** Begin EXTRACTED ENTRIES **

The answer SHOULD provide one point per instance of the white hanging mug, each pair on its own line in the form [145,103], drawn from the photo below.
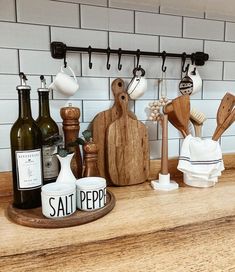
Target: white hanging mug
[64,83]
[138,85]
[194,75]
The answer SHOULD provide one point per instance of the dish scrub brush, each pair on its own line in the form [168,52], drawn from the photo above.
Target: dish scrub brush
[197,118]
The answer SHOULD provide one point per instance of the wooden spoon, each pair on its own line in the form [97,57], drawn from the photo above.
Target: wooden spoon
[224,111]
[178,111]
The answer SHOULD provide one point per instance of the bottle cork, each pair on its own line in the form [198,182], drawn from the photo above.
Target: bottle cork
[90,153]
[71,127]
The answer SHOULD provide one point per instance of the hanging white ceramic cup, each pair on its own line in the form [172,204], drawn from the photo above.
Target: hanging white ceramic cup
[64,83]
[138,85]
[197,81]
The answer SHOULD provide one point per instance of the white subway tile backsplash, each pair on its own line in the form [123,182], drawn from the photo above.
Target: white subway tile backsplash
[152,130]
[87,2]
[7,66]
[5,155]
[89,88]
[172,132]
[150,5]
[8,85]
[152,88]
[229,70]
[203,29]
[79,37]
[129,25]
[8,111]
[230,32]
[169,9]
[153,67]
[208,107]
[212,70]
[133,41]
[7,10]
[217,89]
[227,144]
[215,15]
[179,45]
[15,35]
[41,62]
[48,13]
[158,24]
[107,19]
[142,109]
[224,51]
[99,66]
[92,108]
[5,136]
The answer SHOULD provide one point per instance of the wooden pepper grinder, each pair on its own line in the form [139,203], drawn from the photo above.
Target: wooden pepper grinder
[90,153]
[71,127]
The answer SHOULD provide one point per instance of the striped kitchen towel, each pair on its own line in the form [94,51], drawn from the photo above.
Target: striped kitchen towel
[201,161]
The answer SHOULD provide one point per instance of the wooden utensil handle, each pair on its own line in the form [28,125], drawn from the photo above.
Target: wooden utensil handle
[164,159]
[123,100]
[221,129]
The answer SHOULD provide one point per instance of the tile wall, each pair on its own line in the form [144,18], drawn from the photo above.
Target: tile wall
[27,27]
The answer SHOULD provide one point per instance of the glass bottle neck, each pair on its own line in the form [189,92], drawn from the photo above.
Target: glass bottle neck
[44,110]
[24,104]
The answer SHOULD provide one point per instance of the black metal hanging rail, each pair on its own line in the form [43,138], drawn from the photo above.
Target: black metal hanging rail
[59,49]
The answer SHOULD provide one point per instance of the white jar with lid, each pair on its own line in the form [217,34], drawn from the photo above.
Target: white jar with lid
[91,193]
[58,199]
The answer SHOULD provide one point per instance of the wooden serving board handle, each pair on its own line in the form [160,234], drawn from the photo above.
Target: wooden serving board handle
[127,146]
[101,123]
[71,127]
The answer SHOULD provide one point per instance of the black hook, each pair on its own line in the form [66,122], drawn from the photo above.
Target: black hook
[65,62]
[184,69]
[119,59]
[108,56]
[89,52]
[138,57]
[163,61]
[193,58]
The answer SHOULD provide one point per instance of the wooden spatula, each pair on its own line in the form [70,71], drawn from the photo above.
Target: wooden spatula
[128,151]
[101,122]
[224,112]
[178,111]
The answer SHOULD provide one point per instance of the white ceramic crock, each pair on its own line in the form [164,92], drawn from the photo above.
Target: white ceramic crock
[58,199]
[91,193]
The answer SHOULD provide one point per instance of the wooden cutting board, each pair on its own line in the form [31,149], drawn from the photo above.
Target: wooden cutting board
[101,122]
[128,148]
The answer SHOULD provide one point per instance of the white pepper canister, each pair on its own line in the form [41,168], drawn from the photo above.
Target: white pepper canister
[91,193]
[58,199]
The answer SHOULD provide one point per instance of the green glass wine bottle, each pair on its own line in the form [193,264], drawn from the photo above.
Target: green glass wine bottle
[26,153]
[50,131]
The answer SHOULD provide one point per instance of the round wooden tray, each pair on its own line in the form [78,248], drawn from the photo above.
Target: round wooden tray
[34,217]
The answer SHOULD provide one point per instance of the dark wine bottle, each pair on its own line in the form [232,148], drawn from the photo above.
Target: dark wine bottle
[50,132]
[26,153]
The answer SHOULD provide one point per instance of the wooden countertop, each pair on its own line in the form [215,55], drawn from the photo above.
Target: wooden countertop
[189,229]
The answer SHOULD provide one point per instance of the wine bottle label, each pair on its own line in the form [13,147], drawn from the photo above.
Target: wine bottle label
[29,169]
[50,162]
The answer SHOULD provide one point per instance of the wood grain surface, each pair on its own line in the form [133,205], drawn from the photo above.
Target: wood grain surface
[34,217]
[101,122]
[128,148]
[186,230]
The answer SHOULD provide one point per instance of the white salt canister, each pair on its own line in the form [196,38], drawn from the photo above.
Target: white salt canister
[91,193]
[58,199]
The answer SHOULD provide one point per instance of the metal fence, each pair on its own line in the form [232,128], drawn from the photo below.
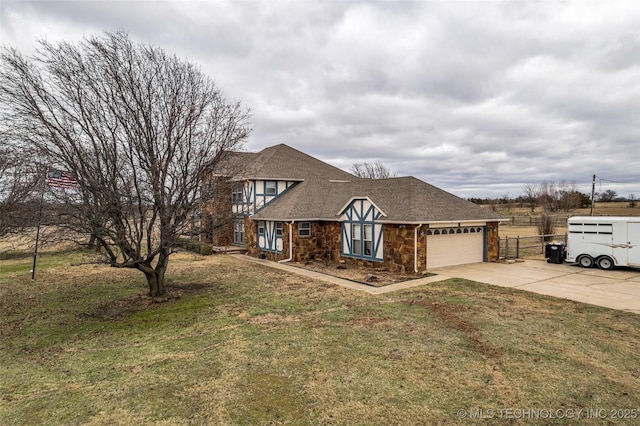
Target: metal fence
[517,247]
[556,220]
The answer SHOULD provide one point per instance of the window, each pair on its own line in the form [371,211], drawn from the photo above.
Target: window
[271,187]
[367,237]
[304,229]
[356,239]
[238,231]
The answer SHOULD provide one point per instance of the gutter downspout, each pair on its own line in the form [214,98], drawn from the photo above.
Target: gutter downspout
[290,244]
[415,248]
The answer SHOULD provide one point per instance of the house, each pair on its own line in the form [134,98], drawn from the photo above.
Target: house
[284,205]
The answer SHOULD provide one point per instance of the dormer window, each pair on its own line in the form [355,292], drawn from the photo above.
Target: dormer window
[271,187]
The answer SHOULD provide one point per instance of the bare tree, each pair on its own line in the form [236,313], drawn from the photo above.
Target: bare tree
[607,195]
[554,197]
[19,179]
[531,195]
[138,129]
[375,170]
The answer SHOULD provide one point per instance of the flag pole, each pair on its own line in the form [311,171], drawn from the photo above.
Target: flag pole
[35,251]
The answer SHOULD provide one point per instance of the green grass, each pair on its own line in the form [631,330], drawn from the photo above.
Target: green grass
[244,344]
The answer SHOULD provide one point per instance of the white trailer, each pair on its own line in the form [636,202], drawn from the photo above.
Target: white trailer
[605,241]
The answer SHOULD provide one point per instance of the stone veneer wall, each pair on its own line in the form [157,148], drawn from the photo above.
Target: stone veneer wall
[325,244]
[216,217]
[493,242]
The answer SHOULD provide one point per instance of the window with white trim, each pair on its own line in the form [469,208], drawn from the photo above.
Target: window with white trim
[367,237]
[304,229]
[356,238]
[271,187]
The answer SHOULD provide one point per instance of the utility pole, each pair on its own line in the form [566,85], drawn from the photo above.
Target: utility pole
[593,193]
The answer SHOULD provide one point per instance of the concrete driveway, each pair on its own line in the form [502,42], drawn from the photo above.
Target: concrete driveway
[617,289]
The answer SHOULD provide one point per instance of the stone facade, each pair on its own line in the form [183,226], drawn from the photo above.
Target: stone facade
[216,217]
[493,242]
[324,243]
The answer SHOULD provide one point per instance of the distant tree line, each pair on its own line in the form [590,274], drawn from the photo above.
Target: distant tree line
[554,197]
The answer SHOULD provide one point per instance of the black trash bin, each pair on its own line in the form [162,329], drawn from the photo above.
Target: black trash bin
[555,252]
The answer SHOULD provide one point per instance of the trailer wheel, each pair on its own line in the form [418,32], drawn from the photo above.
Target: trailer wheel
[605,263]
[585,261]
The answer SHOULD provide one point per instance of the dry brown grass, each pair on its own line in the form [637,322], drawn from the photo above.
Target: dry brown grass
[244,344]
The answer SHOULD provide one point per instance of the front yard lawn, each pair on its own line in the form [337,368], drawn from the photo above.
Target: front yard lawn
[239,343]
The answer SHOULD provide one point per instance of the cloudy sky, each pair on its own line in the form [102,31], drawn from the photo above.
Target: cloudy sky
[476,97]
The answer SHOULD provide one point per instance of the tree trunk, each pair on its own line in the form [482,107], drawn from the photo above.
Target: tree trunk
[155,277]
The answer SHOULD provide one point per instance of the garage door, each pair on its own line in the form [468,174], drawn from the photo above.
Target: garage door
[454,246]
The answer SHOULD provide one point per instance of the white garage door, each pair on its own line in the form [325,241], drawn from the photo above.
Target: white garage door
[447,246]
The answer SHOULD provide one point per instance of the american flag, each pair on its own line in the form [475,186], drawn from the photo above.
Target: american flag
[56,179]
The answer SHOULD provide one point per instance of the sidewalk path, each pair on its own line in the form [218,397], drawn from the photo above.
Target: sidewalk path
[617,289]
[342,282]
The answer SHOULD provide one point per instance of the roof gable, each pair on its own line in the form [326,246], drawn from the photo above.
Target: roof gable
[281,162]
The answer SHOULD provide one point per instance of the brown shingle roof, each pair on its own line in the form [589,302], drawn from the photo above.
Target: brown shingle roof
[281,162]
[402,200]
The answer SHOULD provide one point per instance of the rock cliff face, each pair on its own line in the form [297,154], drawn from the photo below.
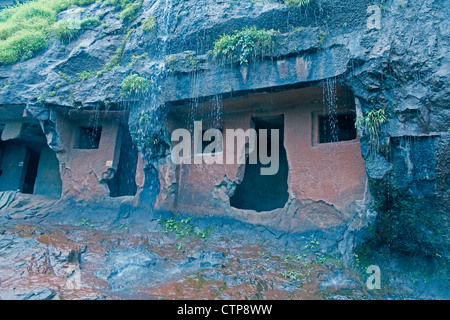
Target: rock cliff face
[393,55]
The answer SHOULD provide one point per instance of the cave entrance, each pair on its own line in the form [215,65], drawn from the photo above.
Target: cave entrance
[124,181]
[264,192]
[30,166]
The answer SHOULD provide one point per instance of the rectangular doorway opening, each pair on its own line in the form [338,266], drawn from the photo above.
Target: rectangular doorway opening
[264,192]
[30,170]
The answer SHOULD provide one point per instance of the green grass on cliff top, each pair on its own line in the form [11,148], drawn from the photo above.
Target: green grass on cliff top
[24,28]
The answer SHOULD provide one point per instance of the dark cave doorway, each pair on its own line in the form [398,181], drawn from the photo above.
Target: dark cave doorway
[124,181]
[264,192]
[30,170]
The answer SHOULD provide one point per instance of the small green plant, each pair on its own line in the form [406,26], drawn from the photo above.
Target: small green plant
[183,228]
[297,2]
[123,226]
[66,30]
[312,243]
[321,37]
[85,223]
[135,84]
[24,28]
[148,24]
[290,274]
[245,44]
[130,9]
[371,123]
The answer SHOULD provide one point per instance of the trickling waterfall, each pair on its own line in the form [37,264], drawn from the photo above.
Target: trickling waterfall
[330,105]
[216,111]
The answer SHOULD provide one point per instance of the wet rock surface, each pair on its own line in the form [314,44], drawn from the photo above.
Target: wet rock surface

** End EXTRACTED ENTRIES **

- [WHAT TO PRODUCE] Rewrite the lines from the one containing "[37,264], drawn from the photo above." through the last line, requests included, and shift every point coordinate in the answers by adding -64 to it.

- [REPLY TO THE EXERCISE]
The answer SHOULD provide one point per instance of the trickling waterfall, each pair on its own line in the form [37,264], drawn from the photo above.
Target: trickling waterfall
[266,41]
[152,47]
The answer SHOULD provide one point per instance of the wet rock surface, each pair on its own line in the form [314,44], drawn from the photo above.
Target: wet rock surface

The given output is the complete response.